═══ Okuma metni
Uyku bozukluklarıyla baş etmek için neler yapılmalı?
Son yıllarda sağlıklı yaş alma kavramı giderek daha fazla önem kazanırken, kaliteli uykunun beden ve ruh sağlığı üzerindeki etkisi bilimsel verilerle netlik kazanıyor.
“İyi yaş alma” ya da diğer adıyla “sağlıklı yaşlanma” son yıllarda hem bireylerin hem de sağlık uzmanlarının dikkatini çeken önemli konulardan biri haline geldi. Genellikle sağlıklı beslenme ve düzenli egzersiz gibi unsurlar ön plana çıksa da uzmanlar kaliteli uykunun bu ikilinin tam ortasında, kritik bir noktada yer aldığını vurguluyor.
Nöroloji Uzmanı Dr. Meliha Aydın, uykuya yeterli önemin verilmemesinin ciddi sağlık sorunlarına yol açabileceğini belirterek, “Uyku hem bağışıklık sisteminin sağlıklı çalışması hem de başta beyin ve sinir sistemi olmak üzere vücudun genel işleyişi için vazgeçilmezdir” dedi.
Amerikan Psikiyatri Birliği’nin (APA) verilerine atıf yapan Aydın, “İnsomnia yani uykusuzluk, toplumda en sık rastlanan uyku bozukluğudur. Bilimsel çalışmalara göre, her üç yetişkinden biri uykusuzluk belirtileri gösteriyor. Bu bireylerin yaklaşık yüzde 6 ila 10’u ise klinik düzeyde insomnia tanısı alacak kadar şiddetli belirtiler yaşıyor” açıklamasında bulundu.
══════
═══ Bilgiler
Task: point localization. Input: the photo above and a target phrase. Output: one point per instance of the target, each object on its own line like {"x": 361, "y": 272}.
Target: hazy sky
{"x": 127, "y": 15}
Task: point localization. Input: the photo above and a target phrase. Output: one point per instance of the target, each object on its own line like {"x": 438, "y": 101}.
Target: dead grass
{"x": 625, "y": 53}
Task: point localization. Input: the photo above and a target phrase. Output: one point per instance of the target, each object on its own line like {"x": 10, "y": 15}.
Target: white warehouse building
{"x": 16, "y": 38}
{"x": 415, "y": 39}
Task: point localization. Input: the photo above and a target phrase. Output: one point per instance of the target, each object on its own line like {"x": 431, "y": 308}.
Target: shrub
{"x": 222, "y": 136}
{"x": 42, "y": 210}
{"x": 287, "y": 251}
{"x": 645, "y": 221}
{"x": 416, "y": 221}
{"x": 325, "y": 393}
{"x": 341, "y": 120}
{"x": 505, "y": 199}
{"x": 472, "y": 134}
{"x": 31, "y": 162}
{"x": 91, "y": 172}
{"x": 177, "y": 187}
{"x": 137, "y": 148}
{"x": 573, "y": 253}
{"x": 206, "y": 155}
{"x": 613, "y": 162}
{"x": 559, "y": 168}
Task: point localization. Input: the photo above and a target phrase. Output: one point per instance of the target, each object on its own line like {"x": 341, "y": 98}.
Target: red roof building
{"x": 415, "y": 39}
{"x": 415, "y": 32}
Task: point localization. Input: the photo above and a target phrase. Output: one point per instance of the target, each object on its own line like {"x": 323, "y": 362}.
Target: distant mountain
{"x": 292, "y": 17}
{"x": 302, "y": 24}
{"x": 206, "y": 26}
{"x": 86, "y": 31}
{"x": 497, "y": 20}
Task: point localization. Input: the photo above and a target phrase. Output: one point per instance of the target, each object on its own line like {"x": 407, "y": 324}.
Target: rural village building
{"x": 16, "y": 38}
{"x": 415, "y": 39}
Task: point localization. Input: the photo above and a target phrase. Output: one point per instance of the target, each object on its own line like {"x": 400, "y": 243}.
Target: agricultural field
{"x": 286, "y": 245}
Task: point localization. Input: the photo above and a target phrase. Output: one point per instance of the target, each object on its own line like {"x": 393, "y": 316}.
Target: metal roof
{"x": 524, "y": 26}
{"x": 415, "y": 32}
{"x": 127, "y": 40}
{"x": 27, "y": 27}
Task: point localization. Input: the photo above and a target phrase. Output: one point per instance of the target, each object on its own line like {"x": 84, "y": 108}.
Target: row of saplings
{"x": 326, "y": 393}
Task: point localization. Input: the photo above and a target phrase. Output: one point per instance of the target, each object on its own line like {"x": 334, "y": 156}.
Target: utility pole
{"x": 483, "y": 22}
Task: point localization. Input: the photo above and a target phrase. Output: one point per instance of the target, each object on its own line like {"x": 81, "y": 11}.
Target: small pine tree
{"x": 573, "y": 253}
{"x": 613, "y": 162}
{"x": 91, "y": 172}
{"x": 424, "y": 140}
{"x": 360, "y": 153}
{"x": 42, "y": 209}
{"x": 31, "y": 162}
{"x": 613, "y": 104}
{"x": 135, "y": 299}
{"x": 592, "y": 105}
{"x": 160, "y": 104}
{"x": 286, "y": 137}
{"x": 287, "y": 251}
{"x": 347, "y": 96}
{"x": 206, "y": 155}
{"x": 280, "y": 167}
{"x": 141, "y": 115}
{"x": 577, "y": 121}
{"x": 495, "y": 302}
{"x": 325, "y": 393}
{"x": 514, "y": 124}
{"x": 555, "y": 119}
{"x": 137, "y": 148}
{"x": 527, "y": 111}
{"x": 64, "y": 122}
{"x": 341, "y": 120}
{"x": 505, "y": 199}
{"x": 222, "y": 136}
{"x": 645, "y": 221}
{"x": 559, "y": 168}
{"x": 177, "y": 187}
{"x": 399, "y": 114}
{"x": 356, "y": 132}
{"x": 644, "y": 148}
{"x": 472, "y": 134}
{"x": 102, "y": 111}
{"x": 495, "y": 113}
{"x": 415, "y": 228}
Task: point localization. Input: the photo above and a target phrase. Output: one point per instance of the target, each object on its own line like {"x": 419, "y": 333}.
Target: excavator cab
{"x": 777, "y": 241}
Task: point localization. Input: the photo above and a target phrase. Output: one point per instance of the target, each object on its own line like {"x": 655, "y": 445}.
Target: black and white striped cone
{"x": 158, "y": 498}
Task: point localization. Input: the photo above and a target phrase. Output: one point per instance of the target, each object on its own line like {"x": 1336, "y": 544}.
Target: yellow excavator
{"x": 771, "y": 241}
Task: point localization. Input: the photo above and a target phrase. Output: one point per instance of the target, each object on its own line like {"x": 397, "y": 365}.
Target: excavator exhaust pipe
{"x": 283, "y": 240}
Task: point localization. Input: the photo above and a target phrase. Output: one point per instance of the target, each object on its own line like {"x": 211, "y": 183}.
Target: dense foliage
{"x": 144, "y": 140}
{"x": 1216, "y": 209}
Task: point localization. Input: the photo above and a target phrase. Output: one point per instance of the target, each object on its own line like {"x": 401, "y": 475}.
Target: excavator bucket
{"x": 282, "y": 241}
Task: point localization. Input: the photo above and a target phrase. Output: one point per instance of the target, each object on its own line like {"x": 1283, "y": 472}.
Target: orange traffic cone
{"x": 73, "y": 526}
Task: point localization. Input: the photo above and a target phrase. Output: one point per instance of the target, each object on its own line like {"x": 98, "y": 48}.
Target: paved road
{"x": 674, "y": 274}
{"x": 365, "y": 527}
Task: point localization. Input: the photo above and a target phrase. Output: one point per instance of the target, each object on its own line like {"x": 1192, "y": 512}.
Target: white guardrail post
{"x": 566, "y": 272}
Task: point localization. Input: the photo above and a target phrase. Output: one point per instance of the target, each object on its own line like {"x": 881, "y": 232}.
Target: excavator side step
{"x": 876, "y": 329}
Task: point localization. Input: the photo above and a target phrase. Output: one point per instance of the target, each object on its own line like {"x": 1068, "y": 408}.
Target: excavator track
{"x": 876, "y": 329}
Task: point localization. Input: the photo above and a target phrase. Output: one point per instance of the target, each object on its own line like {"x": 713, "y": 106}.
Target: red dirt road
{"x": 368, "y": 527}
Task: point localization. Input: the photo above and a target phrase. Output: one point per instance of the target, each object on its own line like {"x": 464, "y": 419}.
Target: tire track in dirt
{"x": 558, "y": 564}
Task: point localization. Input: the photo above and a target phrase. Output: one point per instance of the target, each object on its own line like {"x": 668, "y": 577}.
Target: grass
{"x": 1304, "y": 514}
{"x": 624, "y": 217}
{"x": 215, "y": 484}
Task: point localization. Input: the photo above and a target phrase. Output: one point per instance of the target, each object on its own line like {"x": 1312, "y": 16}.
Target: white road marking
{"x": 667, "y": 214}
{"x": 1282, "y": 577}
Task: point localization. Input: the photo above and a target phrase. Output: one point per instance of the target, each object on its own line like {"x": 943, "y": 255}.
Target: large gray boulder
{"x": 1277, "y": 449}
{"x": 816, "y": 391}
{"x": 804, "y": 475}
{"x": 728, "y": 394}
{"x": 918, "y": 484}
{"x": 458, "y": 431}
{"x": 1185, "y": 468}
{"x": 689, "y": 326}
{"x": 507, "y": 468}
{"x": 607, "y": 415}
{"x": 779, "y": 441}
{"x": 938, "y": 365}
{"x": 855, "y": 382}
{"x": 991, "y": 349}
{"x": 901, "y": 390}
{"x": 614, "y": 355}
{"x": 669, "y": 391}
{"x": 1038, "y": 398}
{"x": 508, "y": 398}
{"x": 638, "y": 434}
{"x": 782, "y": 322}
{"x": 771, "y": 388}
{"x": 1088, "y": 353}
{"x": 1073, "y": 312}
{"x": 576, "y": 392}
══════
* [Görev 1]
Uyku bozuklukları metnine göre aşağıdakileri cevaplayın.
(a) "İyi yaş alma" kavramının diğer adı nedir?
(b) Dr. Meliha Aydın hangi alanın uzmanıdır?
(c) Bilimsel çalışmalara göre kaç yetişkinden biri uykusuzluk belirtileri gösteriyor?
* [Görev 2]
Uyku bozuklukları metninde "Uyku bozukluklarıyla baş" sözlerinin geçtiği yerden başlayın, "verilerle netlik kazanıyor." sözlerinden sonra durun ve aradaki bölümü hiç değiştirmeden kopyalayın.

* [Görevin cevabı 1]
(a) Sağlıklı yaşlanma.
(b) Nöroloji.
(c) Her üç yetişkinden biri.

* [Görevin cevabı 2]
Uyku bozukluklarıyla baş etmek için neler yapılmalı?
Son yıllarda sağlıklı yaş alma kavramı giderek daha fazla önem kazanırken, kaliteli uykunun beden ve ruh sağlığı üzerindeki etkisi bilimsel verilerle netlik kazanıyor.